* _Stated task_
Tally the lines below that contain the string "black", treating uppercase and lowercase as distinct, and give only the resulting number.

# # #

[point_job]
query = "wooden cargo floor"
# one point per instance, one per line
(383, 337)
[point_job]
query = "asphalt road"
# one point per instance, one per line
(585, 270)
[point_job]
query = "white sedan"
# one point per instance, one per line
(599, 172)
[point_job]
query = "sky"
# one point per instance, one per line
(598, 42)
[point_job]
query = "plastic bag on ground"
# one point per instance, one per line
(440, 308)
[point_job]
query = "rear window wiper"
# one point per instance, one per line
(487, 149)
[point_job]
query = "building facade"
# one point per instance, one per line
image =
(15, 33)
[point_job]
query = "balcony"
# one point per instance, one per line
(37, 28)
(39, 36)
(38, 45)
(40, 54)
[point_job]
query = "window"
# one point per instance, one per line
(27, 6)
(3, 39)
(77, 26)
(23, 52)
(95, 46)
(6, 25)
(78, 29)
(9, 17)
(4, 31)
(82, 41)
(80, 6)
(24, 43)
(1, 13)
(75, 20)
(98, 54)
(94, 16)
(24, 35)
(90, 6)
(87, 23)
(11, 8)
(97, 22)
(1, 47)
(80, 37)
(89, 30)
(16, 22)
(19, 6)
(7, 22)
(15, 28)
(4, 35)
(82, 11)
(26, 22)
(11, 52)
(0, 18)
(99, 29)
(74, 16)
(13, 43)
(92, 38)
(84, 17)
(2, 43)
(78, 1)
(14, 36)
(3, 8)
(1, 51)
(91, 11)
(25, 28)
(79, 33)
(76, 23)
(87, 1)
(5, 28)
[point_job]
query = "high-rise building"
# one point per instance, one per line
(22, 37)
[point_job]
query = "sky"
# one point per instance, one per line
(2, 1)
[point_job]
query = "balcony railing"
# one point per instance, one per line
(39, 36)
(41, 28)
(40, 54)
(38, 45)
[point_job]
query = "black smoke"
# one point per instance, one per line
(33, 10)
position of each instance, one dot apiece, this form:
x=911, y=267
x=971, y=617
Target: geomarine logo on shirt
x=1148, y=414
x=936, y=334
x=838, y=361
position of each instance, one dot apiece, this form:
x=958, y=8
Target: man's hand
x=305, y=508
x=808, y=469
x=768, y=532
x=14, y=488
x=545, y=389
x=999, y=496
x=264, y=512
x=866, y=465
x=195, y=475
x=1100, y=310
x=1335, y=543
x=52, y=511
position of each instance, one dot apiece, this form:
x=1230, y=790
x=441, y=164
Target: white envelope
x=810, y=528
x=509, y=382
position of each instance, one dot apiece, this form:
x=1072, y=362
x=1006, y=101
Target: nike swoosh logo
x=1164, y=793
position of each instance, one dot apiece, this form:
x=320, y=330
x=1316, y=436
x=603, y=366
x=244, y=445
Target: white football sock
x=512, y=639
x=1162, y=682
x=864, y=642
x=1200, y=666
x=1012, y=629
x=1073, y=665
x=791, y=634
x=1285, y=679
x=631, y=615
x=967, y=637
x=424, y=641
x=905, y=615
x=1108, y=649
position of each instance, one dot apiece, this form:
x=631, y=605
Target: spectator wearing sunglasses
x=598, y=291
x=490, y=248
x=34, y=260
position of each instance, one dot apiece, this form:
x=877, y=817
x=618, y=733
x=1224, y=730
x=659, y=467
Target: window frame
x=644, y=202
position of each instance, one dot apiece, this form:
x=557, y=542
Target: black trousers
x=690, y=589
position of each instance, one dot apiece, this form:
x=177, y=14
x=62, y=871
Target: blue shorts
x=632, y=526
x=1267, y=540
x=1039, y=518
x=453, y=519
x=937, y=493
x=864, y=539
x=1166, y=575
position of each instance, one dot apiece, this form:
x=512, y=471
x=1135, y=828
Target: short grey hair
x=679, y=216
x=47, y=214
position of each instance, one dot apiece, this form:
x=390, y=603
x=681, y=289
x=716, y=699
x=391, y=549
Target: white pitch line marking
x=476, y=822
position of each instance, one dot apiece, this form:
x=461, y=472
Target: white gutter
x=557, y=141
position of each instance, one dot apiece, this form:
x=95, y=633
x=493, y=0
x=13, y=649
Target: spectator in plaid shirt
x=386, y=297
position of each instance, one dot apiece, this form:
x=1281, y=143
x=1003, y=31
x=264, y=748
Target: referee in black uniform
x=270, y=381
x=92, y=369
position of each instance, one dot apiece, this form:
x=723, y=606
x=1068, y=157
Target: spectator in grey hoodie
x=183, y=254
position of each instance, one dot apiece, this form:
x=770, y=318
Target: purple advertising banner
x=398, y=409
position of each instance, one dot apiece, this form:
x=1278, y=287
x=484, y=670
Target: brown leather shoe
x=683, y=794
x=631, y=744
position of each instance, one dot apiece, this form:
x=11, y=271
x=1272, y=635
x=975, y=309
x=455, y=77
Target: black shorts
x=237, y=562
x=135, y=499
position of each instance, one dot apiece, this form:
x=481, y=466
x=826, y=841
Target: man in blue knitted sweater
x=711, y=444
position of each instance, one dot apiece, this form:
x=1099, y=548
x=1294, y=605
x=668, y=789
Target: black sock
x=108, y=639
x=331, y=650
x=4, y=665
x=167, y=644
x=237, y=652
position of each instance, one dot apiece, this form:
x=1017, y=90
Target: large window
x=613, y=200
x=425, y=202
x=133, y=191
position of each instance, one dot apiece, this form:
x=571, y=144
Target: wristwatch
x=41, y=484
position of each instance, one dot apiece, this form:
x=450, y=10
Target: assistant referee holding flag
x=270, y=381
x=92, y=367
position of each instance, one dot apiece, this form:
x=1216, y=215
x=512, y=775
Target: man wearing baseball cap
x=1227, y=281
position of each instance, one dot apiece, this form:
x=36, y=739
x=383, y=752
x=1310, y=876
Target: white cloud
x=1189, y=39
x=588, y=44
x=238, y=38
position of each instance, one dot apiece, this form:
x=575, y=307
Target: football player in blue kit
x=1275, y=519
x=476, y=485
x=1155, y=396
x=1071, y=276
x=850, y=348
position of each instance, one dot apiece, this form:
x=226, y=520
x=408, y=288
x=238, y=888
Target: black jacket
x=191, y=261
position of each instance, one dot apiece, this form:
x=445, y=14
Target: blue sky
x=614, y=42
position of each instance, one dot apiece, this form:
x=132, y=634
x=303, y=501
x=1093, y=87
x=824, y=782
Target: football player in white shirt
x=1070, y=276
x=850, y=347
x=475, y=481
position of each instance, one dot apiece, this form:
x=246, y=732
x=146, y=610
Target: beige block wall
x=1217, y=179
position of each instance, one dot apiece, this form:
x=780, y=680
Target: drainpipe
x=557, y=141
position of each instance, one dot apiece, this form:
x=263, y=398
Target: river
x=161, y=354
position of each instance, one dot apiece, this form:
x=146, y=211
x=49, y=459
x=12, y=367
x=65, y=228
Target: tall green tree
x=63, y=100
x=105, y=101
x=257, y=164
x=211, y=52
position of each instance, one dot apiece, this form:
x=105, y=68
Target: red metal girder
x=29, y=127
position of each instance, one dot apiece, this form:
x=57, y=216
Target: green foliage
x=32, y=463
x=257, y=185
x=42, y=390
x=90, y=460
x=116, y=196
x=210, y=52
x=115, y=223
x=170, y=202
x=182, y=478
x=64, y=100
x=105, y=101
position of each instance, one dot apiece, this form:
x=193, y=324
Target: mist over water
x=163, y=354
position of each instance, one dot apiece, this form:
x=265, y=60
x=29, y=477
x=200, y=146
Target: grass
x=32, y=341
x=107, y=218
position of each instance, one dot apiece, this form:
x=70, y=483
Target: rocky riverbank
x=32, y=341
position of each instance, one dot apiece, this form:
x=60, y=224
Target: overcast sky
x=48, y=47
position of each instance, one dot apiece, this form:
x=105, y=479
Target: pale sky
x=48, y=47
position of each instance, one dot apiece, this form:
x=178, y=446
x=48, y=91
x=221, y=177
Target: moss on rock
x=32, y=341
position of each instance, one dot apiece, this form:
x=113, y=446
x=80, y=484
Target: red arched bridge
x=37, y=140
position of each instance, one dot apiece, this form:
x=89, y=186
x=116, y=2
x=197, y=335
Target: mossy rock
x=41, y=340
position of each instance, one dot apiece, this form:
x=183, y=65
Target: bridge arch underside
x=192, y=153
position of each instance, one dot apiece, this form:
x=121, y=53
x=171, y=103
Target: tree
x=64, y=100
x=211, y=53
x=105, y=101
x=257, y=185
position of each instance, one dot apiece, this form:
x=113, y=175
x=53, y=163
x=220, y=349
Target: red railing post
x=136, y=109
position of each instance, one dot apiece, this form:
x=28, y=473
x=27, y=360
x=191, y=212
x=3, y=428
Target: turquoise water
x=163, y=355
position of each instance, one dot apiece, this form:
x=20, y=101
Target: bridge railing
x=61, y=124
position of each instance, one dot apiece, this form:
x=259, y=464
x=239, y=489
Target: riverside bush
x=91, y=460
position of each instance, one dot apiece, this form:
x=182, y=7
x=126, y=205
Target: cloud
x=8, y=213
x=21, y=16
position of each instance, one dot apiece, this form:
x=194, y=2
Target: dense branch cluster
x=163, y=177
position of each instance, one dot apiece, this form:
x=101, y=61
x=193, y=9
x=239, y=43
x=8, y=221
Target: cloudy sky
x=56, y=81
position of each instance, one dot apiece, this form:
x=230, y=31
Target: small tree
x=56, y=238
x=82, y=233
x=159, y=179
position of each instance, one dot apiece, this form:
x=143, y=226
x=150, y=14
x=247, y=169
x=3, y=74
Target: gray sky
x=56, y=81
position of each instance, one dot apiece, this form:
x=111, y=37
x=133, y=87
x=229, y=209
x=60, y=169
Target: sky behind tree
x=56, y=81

# # #

* _Exercise solution_
6